--- begin Material provided ---

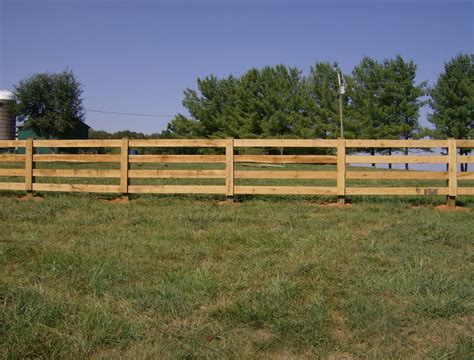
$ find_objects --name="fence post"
[225,139,234,202]
[120,138,128,200]
[337,138,346,205]
[25,138,34,197]
[446,139,458,206]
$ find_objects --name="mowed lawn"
[0,193,474,359]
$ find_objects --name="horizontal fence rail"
[0,138,474,205]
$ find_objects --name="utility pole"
[337,70,346,139]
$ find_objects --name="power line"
[84,109,175,117]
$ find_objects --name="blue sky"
[0,0,474,133]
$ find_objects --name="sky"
[0,0,474,133]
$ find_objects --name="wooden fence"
[0,138,474,205]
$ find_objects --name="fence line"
[0,138,474,206]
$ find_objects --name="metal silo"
[0,90,15,140]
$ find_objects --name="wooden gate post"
[25,138,34,197]
[337,138,346,205]
[225,139,234,202]
[446,139,458,206]
[120,138,128,200]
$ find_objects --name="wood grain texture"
[33,139,122,148]
[120,138,129,194]
[234,139,337,148]
[0,182,25,190]
[225,139,234,197]
[346,170,448,180]
[129,139,227,147]
[128,185,227,195]
[128,169,226,179]
[346,155,449,164]
[234,186,337,195]
[346,139,448,148]
[346,187,448,195]
[129,155,225,163]
[235,170,337,180]
[235,155,337,164]
[0,169,25,176]
[0,140,26,148]
[33,154,120,163]
[25,139,34,192]
[33,183,120,193]
[33,169,120,178]
[337,139,346,197]
[448,139,458,196]
[0,154,25,162]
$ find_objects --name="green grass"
[0,193,474,359]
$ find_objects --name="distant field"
[0,193,474,359]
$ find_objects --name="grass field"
[0,188,474,359]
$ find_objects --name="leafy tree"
[14,71,84,138]
[351,56,426,168]
[237,65,303,137]
[428,54,474,171]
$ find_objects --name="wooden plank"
[458,172,474,180]
[0,182,25,190]
[128,169,225,179]
[347,170,448,180]
[225,139,234,197]
[337,139,346,197]
[346,139,448,148]
[25,138,34,192]
[33,183,120,193]
[0,140,26,148]
[128,185,227,195]
[33,169,120,178]
[235,155,337,164]
[234,186,337,195]
[456,140,474,148]
[457,157,474,164]
[0,154,25,162]
[234,139,337,148]
[33,154,120,163]
[346,155,449,164]
[448,139,458,196]
[33,139,122,148]
[458,187,474,195]
[346,187,448,195]
[0,169,25,176]
[129,139,226,147]
[235,170,337,179]
[129,155,225,163]
[120,138,128,194]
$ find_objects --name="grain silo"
[0,90,15,140]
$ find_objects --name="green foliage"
[14,70,84,138]
[428,54,474,139]
[350,55,426,139]
[0,194,474,359]
[165,56,425,139]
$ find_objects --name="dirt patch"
[323,202,352,208]
[328,352,355,360]
[102,198,130,204]
[435,205,469,212]
[18,195,43,202]
[253,329,273,342]
[216,200,240,206]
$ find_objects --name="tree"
[14,70,84,138]
[428,54,474,171]
[350,55,426,169]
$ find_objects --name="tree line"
[14,54,474,146]
[164,54,474,143]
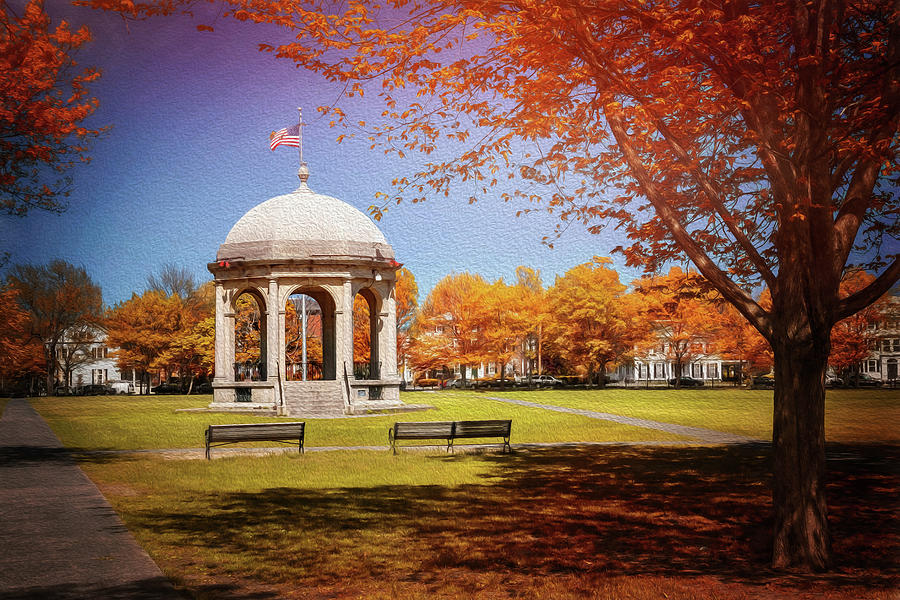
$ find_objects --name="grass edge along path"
[30,393,697,451]
[486,396,762,444]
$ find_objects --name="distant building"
[860,295,900,383]
[54,326,123,387]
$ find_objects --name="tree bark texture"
[772,331,831,571]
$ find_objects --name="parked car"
[444,377,472,390]
[109,380,134,394]
[669,375,703,387]
[194,381,212,394]
[526,375,563,387]
[825,375,844,387]
[844,373,882,387]
[150,381,183,395]
[753,373,775,388]
[78,383,113,396]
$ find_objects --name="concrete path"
[487,396,762,444]
[0,399,183,600]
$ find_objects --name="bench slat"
[453,420,512,438]
[206,422,306,458]
[388,419,512,454]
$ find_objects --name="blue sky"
[0,2,639,305]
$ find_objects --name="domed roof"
[217,181,394,260]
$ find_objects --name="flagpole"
[297,106,309,183]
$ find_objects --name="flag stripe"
[269,125,300,150]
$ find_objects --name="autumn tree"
[411,273,489,382]
[711,300,772,385]
[516,265,550,375]
[547,256,645,386]
[6,260,103,391]
[478,279,534,381]
[634,267,719,388]
[0,285,47,389]
[0,0,100,216]
[86,0,900,569]
[104,291,181,391]
[155,282,215,393]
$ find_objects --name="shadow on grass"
[132,444,900,590]
[0,445,130,467]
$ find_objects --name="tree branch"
[604,104,772,337]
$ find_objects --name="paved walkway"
[0,399,182,600]
[487,396,762,444]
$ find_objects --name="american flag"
[269,125,300,150]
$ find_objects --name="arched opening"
[353,288,381,379]
[284,290,337,381]
[234,292,266,381]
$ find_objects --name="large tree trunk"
[772,332,831,571]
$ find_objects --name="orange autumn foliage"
[0,0,100,216]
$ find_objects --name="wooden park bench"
[388,420,512,454]
[206,422,306,460]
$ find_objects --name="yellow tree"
[151,284,215,393]
[284,296,324,377]
[104,291,182,391]
[479,279,534,381]
[234,294,261,363]
[634,267,718,388]
[547,256,643,386]
[516,266,549,374]
[411,272,489,382]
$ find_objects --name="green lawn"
[31,393,688,450]
[485,388,900,443]
[22,390,900,600]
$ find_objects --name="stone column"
[335,279,353,406]
[266,278,283,381]
[378,281,399,379]
[266,277,284,406]
[214,281,234,382]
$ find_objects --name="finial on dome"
[297,106,309,185]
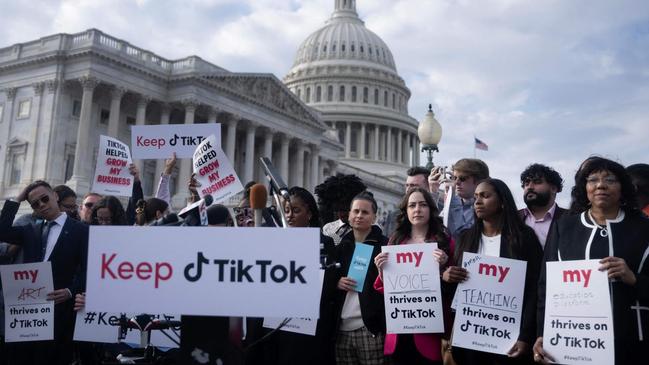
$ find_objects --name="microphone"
[261,157,290,200]
[149,213,180,226]
[178,194,214,227]
[250,184,268,227]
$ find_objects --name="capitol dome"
[283,0,419,194]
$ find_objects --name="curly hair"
[390,187,449,251]
[288,186,320,228]
[571,157,638,213]
[521,163,563,193]
[315,173,367,225]
[455,178,527,262]
[91,195,128,226]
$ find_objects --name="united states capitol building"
[0,0,419,211]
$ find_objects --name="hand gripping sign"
[0,261,54,342]
[92,136,133,196]
[381,243,444,333]
[543,260,615,365]
[453,252,527,354]
[131,123,221,159]
[86,226,320,318]
[192,135,243,202]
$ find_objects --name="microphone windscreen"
[250,184,268,209]
[203,194,214,207]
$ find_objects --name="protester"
[135,198,169,226]
[518,164,566,247]
[374,187,451,365]
[626,163,649,217]
[534,157,649,365]
[0,180,88,364]
[333,192,390,365]
[428,158,489,239]
[383,166,430,237]
[79,192,101,224]
[315,174,367,245]
[442,178,543,365]
[91,195,128,226]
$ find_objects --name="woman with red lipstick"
[442,179,543,365]
[534,157,649,365]
[374,187,452,365]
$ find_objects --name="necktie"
[41,221,56,261]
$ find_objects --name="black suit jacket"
[0,200,88,339]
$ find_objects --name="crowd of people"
[0,156,649,365]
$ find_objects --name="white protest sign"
[0,261,54,342]
[381,243,444,333]
[92,136,133,196]
[543,260,615,365]
[263,269,325,336]
[86,226,320,318]
[453,252,527,354]
[74,309,180,347]
[131,123,221,159]
[192,135,243,203]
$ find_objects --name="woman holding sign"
[534,157,649,365]
[442,179,543,365]
[374,187,451,365]
[332,192,389,365]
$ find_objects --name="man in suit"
[0,180,88,364]
[518,163,566,248]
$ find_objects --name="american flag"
[473,137,489,151]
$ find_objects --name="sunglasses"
[29,195,50,209]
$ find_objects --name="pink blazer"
[374,276,442,361]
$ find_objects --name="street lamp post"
[417,104,442,170]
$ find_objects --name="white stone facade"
[0,29,343,206]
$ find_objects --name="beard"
[523,191,550,207]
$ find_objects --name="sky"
[0,0,649,206]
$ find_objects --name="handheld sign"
[543,260,615,365]
[86,226,320,318]
[0,261,54,342]
[453,252,527,355]
[92,136,133,196]
[193,135,243,203]
[347,242,374,293]
[131,123,221,160]
[381,243,444,333]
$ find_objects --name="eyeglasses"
[586,175,619,186]
[29,195,50,209]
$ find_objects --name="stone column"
[66,76,99,196]
[294,139,304,186]
[21,82,45,185]
[310,145,320,191]
[225,115,239,163]
[172,99,198,207]
[345,122,352,158]
[385,127,394,162]
[358,123,365,160]
[134,95,151,176]
[243,123,257,184]
[397,129,403,163]
[279,134,291,183]
[153,103,171,178]
[374,124,381,161]
[108,86,126,139]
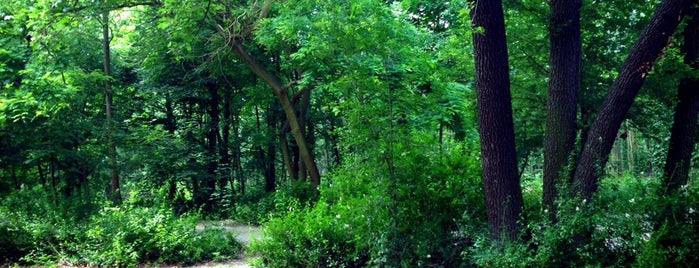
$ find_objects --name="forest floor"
[49,220,262,268]
[190,220,262,268]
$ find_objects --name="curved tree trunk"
[543,0,582,221]
[663,4,699,193]
[102,6,121,204]
[573,0,692,200]
[471,0,523,241]
[231,42,320,188]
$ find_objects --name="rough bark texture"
[573,0,691,199]
[543,0,582,220]
[231,42,320,188]
[201,81,220,211]
[102,7,121,204]
[471,0,523,240]
[663,4,699,193]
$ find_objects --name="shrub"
[80,206,240,266]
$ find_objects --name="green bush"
[252,139,483,267]
[463,176,699,267]
[80,206,240,266]
[0,185,241,266]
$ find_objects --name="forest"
[0,0,699,267]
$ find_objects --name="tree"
[219,0,320,188]
[471,0,523,241]
[542,0,582,220]
[663,3,699,193]
[102,3,121,204]
[573,0,692,200]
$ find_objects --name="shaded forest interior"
[0,0,699,267]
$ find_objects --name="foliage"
[252,139,483,267]
[462,176,699,267]
[0,187,240,266]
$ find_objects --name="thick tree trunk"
[543,0,582,221]
[265,107,279,193]
[279,123,298,181]
[218,86,232,191]
[663,4,699,193]
[231,42,320,188]
[102,7,121,204]
[201,81,219,211]
[471,0,523,241]
[573,0,692,200]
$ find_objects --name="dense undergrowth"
[0,148,699,267]
[0,187,241,267]
[252,152,699,267]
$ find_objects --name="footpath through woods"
[191,220,262,268]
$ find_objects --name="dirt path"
[192,221,262,268]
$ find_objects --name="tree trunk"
[573,0,692,200]
[102,6,121,204]
[663,3,699,194]
[265,105,279,193]
[279,123,298,181]
[201,81,219,212]
[219,86,232,191]
[231,42,320,188]
[543,0,582,221]
[471,0,523,241]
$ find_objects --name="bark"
[279,123,298,180]
[219,86,232,194]
[201,81,219,211]
[102,7,121,204]
[471,0,523,241]
[231,42,320,188]
[265,107,278,193]
[543,0,582,221]
[573,0,692,200]
[663,3,699,194]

--- end Material provided ---

▶ _The problem_
Format the records above as a Markdown table with the columns Row and Line, starting at the beginning of the records and going on through the line that contains "[0,138,474,206]". Include both ends, give each line its row number, and leave out the pictures and any blank lines.

▶ _Complete output_
| Row | Line |
|---|---|
| 1 | $ find_objects --name="fence post" |
| 2 | [225,139,234,202] |
| 3 | [120,138,128,200] |
| 4 | [337,138,346,205] |
| 5 | [25,138,34,197] |
| 6 | [446,139,458,206] |
| 7 | $ find_objects --name="mowed lawn" |
| 8 | [0,193,474,359] |
| 9 | $ find_objects --name="horizontal fence rail" |
| 10 | [0,138,474,205] |
| 11 | $ find_objects --name="utility pole" |
| 12 | [337,70,346,139] |
| 13 | $ find_objects --name="power line" |
| 14 | [84,109,175,117] |
| 15 | $ find_objects --name="blue sky" |
| 16 | [0,0,474,133] |
| 17 | $ find_objects --name="sky" |
| 18 | [0,0,474,133] |
| 19 | $ find_objects --name="wooden fence" |
| 20 | [0,138,474,205] |
| 21 | $ find_objects --name="fence line" |
| 22 | [0,138,474,206] |